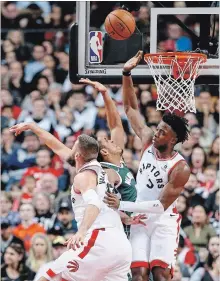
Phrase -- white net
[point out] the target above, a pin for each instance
(175, 81)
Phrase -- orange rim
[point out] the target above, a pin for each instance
(167, 58)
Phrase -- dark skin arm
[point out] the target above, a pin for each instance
(113, 117)
(131, 103)
(171, 191)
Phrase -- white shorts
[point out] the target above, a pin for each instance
(106, 257)
(156, 243)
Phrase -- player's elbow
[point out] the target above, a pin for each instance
(127, 107)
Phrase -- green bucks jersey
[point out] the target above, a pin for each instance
(126, 187)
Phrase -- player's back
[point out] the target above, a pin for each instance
(107, 217)
(153, 174)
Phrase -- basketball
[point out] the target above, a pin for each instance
(120, 24)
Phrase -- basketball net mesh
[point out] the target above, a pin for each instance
(175, 82)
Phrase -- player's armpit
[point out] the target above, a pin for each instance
(177, 179)
(113, 177)
(138, 125)
(86, 183)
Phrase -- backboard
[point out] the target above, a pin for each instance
(161, 32)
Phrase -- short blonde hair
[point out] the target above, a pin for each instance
(32, 261)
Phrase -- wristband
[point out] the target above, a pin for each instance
(126, 73)
(152, 207)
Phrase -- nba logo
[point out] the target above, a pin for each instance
(95, 47)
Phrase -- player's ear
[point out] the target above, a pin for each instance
(104, 152)
(174, 140)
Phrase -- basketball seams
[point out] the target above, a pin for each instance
(115, 30)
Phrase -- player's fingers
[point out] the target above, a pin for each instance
(109, 200)
(110, 195)
(13, 128)
(140, 54)
(143, 217)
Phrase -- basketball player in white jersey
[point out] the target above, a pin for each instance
(161, 177)
(100, 250)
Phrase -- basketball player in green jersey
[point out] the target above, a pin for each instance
(111, 150)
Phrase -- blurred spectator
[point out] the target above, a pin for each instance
(27, 228)
(22, 50)
(209, 273)
(201, 136)
(200, 231)
(42, 205)
(17, 86)
(187, 258)
(58, 248)
(36, 65)
(177, 275)
(40, 251)
(7, 237)
(7, 99)
(23, 157)
(44, 117)
(8, 147)
(13, 266)
(213, 157)
(198, 160)
(7, 215)
(9, 15)
(43, 161)
(28, 188)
○ ○ ○ ○
Please return, exactly as written, the lines from the first line of the records above through the line containing "Phrase -- player's ear", both included, leaving out any pictures.

▶ Output of the exercise
Phrase -- white net
[point out] the target above, a pin for each instance
(175, 81)
Phrase -- orange rim
[point out] the target above, a pin for each instance
(167, 58)
Phrase -- dark skin arm
[point out] the target above, a pin for each instance
(113, 117)
(131, 103)
(171, 191)
Phrase -- white shorts
[point out] the target above, a pin for each instance
(106, 257)
(156, 243)
Phrase -- player's elbow
[point out] the target above, a pin for each instance
(127, 107)
Phrase -- green bucks jersey
[point out] the target above, a pin for each instance
(126, 187)
Phrase -- player's back
[point out] the target above, a pin for each instance
(107, 217)
(153, 174)
Phrase -- basketball
[point out] the target above, a pin for each instance
(120, 24)
Phrase -- basketball net mesh
[point out] the target above, a pin for each instance
(175, 82)
Phrase -- player's armpit
[point out] the target above, a pin for each instance
(177, 179)
(113, 177)
(138, 125)
(86, 183)
Phrase -- backboard
[point out] the target above, a pin for each instance
(161, 32)
Phrase -- short blonde hair
[point out] the target above, a pin for each instance
(32, 261)
Phrase -- wristband
[point out] the target above, a pin for each instance
(126, 73)
(152, 207)
Phrase -- nba logo
[point out] the target above, a pin for each instance
(95, 47)
Phrase -- player's ear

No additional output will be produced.